## INSTRUCTION
Pictures stay out of your copy, but everything else in the records below must be repeated exactly.

____________

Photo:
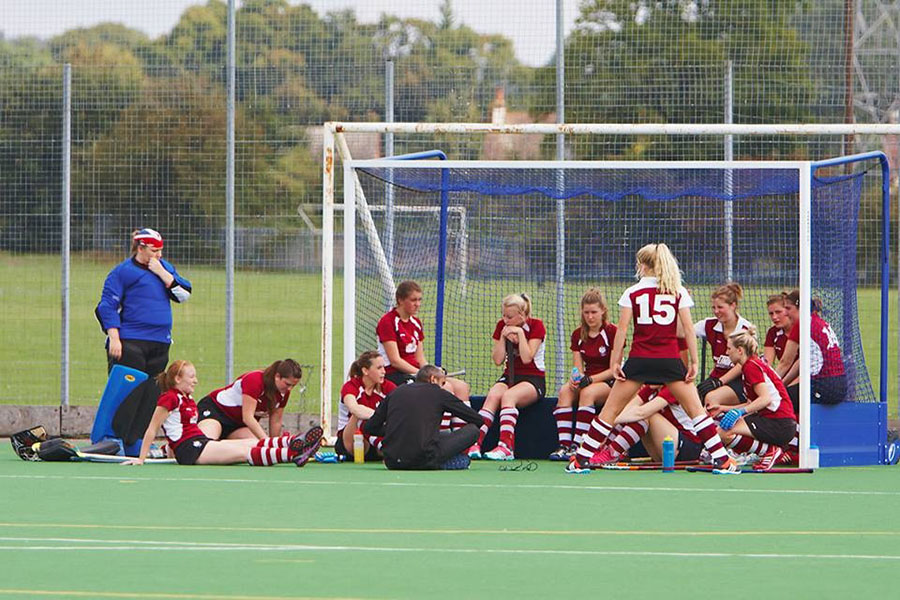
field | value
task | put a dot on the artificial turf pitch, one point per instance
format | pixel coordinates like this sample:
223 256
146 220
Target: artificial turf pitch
78 530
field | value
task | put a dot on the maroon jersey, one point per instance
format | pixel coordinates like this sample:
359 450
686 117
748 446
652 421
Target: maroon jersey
230 398
407 335
825 359
181 424
756 371
776 338
534 330
354 387
713 331
655 319
594 350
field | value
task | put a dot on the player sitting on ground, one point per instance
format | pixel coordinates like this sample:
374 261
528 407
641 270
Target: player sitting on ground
652 416
723 386
234 411
364 389
828 381
767 415
401 340
518 340
176 412
592 378
655 304
776 336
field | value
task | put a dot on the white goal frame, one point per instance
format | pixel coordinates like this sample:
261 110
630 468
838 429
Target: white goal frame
335 146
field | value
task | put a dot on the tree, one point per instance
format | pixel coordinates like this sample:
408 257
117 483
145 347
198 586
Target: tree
664 61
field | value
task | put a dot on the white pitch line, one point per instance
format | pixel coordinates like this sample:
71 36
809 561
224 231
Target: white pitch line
132 545
507 486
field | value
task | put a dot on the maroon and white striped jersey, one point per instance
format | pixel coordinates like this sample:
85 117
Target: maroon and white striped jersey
655 318
407 335
756 371
230 398
181 424
713 332
595 350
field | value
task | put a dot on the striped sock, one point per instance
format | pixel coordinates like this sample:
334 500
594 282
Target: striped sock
508 419
747 445
583 417
281 441
488 418
563 416
595 437
705 429
264 457
630 435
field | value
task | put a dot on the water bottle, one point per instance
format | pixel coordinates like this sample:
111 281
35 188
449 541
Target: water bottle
668 455
359 449
576 375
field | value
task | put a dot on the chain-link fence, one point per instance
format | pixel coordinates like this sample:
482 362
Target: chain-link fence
149 133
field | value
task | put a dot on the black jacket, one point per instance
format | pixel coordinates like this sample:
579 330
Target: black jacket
409 419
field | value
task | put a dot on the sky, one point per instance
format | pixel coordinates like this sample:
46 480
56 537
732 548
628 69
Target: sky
530 24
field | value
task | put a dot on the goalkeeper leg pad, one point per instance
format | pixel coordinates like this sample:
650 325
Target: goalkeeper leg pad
56 449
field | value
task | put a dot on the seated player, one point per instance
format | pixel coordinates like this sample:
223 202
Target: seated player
652 416
176 412
364 389
518 342
590 346
828 381
234 411
776 336
401 340
767 415
723 386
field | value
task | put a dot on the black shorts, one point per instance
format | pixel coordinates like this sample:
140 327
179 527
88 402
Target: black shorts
208 409
340 449
779 432
539 383
737 386
398 378
688 449
190 450
654 370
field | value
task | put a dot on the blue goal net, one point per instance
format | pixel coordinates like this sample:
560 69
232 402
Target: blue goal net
553 232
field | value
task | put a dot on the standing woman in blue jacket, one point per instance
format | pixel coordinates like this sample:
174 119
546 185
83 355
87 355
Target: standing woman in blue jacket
135 308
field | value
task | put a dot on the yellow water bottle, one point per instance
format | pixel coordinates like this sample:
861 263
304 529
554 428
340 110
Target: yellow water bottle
359 449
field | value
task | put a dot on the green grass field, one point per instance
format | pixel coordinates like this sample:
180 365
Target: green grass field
358 531
276 315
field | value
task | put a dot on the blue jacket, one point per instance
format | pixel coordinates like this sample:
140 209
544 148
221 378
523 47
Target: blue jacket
137 302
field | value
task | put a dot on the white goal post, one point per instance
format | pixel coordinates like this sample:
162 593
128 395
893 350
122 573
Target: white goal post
335 147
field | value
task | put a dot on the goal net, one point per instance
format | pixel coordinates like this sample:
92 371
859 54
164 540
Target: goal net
471 232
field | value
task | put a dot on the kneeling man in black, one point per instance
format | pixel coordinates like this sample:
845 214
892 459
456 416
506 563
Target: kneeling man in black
409 419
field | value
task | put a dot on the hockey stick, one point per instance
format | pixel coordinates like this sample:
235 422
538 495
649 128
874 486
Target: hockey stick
510 362
648 467
116 459
773 471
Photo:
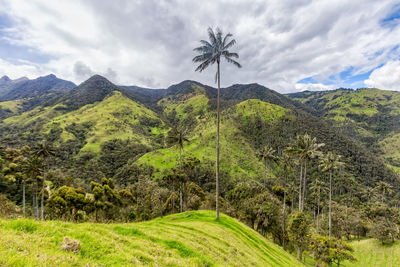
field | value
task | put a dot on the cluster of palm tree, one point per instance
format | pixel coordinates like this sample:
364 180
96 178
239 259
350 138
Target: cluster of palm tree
303 149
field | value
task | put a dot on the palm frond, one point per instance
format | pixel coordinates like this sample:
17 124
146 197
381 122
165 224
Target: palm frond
230 44
203 65
229 35
211 36
202 57
237 64
228 54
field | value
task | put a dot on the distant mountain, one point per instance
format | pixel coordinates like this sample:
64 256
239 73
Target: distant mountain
6 84
369 115
25 88
95 89
85 119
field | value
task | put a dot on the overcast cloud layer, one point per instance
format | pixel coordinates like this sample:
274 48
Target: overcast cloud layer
285 45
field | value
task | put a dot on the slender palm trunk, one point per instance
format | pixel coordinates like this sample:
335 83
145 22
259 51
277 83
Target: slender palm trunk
217 160
23 197
265 172
180 185
304 185
299 254
42 200
301 174
36 200
318 211
330 203
284 219
293 196
33 200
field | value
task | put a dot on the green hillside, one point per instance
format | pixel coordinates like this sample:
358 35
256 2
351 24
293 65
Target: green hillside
115 117
369 115
370 252
237 155
188 239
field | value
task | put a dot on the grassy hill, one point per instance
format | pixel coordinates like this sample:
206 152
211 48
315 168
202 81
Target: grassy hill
237 155
370 252
186 239
370 115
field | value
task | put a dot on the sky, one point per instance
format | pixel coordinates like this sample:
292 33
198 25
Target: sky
287 46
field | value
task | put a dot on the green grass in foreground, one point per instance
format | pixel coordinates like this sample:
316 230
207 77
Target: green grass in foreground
186 239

____________

## FINISHED TASK
Photo:
field | value
task | put a dot on the artificial turf pitch, one point per instance
format | pixel coordinates like this sample:
223 256
146 220
Target: artificial turf pitch
78 530
field | value
task | put a dot on the maroon jersey, one point per instance
format | pixel coordinates like this sample:
359 450
686 117
748 446
652 421
Target: maroon jersey
230 398
407 335
825 359
181 424
756 371
776 338
534 330
354 387
713 331
655 319
594 350
field | value
task | put a dot on the player sitting on ground, one point per instance
format | pixel coordinates like this sample:
374 261
528 407
641 270
Target: player sitting on ground
652 416
723 386
234 411
364 389
828 381
767 415
401 340
518 340
176 412
592 378
655 304
776 336
field | value
task | put a dot on the white goal frame, one point per instance
format | pixel coordinates like this sample:
261 110
630 468
838 429
Target: white goal frame
335 146
field | value
task | put a dot on the tree, one point per instance
format | pixel coordinates like this sample:
408 257
117 483
145 347
198 586
Target: tree
664 61
field | value
task | put a dot on the white pitch line, one point per instance
format | pixel coordinates like this sample:
71 36
809 561
224 231
Target: white pitch line
132 545
507 486
field | value
task | put a dot on the maroon and white striped jersey, one point per instance
format | pixel coordinates like this sample:
85 117
Target: maroon and white striped jersey
655 318
407 335
756 371
230 398
181 424
713 332
595 350
field | value
task | put a dot on the striped sock, one point per instance
format | pixel coordinates like this sample:
334 500
594 282
Target: striped sock
508 419
747 445
583 417
281 441
488 418
563 416
595 437
705 429
264 457
630 435
field | value
task | put a dot on the water bottle, one point per instance
format | pixel coordinates like this sample:
111 281
35 188
449 541
Target: water bottle
668 455
359 449
576 375
field | value
task | put a dot on the chain-link fence, one point per instance
format | pixel coordinates like this sample:
482 362
Target: chain-link fence
149 133
field | value
task | put a dot on the black jacket, one point per instance
format | pixel coordinates like this sample:
579 330
Target: black jacket
409 419
field | value
task | put a dot on the sky, one point per instance
format | pixel coordinates like this sample:
46 480
56 537
732 548
628 69
Target: sky
530 24
field | value
task | put a dot on the goalkeeper leg pad, one point per instance
format | pixel coordinates like this sample:
650 325
Target: goalkeeper leg pad
56 449
field | value
task | put a dot on the seated player, one point per instance
format | pixel coordinates like this sample:
223 202
Target: seated player
652 416
176 412
364 389
518 342
590 346
828 381
234 411
776 336
401 340
767 415
723 386
field | value
task | put a dot on the black shorts, one point per instance
format | pixel coordinates like this sample:
140 327
179 527
88 402
Target: black shorts
208 409
340 449
779 432
539 383
737 386
398 378
688 449
190 450
654 370
field | value
task | put a dot on the blue goal net, one point per instance
format | pixel coordinates like this sample:
560 69
232 402
Target: blue goal net
553 232
field | value
task | put a dot on the standing woman in blue jacket, one point per instance
format | pixel coordinates like this sample:
174 119
546 185
83 355
87 355
Target: standing woman in blue jacket
135 308
field | value
task | put a dot on the yellow water bottle, one point per instance
format | pixel coordinates like this sample:
861 263
304 529
554 428
340 110
Target: yellow water bottle
359 449
field | value
task | put a dot on the green grass field, one point per instance
format | pixel coordinates like this sample:
180 365
Target: green grass field
358 531
276 315
field | value
task | put a dot on the blue jacket, one point per instance
format | pixel coordinates like this sample:
140 209
544 148
221 378
523 47
Target: blue jacket
137 302
field | value
task | put a dot on the white goal post, one point per instance
format | pixel coordinates like this sample:
162 593
128 395
893 350
122 573
Target: white goal post
335 147
field | value
task | put a dot on the goal net, one point per instance
format | pixel coordinates like this sample:
92 371
859 54
164 540
Target: goal net
471 232
field | value
task | put a dot on the kneeling man in black, one point per instance
format | pixel coordinates like this sample:
845 214
892 459
456 416
506 563
Target: kneeling man in black
409 419
field | value
task | put a dot on the hockey stick, one point per instance
format | pixel coordinates like this sample:
235 422
538 495
649 128
874 486
Target: hockey stick
510 362
648 467
116 459
773 471
Photo:
field | value
task | put a dot on the cluster of palm tree, one point per instance
format | pixel coordinates like this sample:
364 180
96 178
239 259
350 138
Target: cluster of palm tree
303 149
field | value
task | put a dot on the palm frond, one point per instance
format | pixel coordinates like this sample:
17 124
146 197
381 122
165 224
Target: palm frond
230 44
203 65
229 35
211 36
202 57
237 64
228 54
field | value
task | put a dot on the distant mountain, one point per instance
format | pixel coordinates like this sample:
64 256
239 73
Target: distant mountain
6 84
369 115
25 88
95 89
85 119
field | value
task | put a dot on the overcast cloud layer, one point per instance
format | pixel coordinates like this sample:
274 48
Target: overcast cloud layer
285 45
field | value
task | put a dot on the slender palm trunk, one point per instance
format | pixel coordinates like this sample:
335 83
145 22
259 51
277 83
Target: slender palm trunk
217 160
23 197
265 172
180 185
304 185
299 254
42 200
301 174
36 200
318 211
330 203
284 219
293 196
33 200
field | value
task | put a dot on the green hillside, one point per instance
format | pixel coordinates like this sample:
358 35
256 2
351 24
293 65
Target: green hillside
115 117
369 115
370 252
237 155
188 239
field | value
task | put a dot on the grassy hill, one point per instance
format | pixel coordinates like this sample:
206 152
211 48
315 168
202 81
Target: grassy hill
237 155
370 252
186 239
370 115
field | value
task | put a dot on the sky, one point per instance
format | pixel coordinates like this sample:
292 33
198 25
Target: sky
287 46
field | value
task | put a dot on the green grass in foreground, one point per instance
format | pixel coordinates like this sample:
316 230
207 77
Target: green grass in foreground
186 239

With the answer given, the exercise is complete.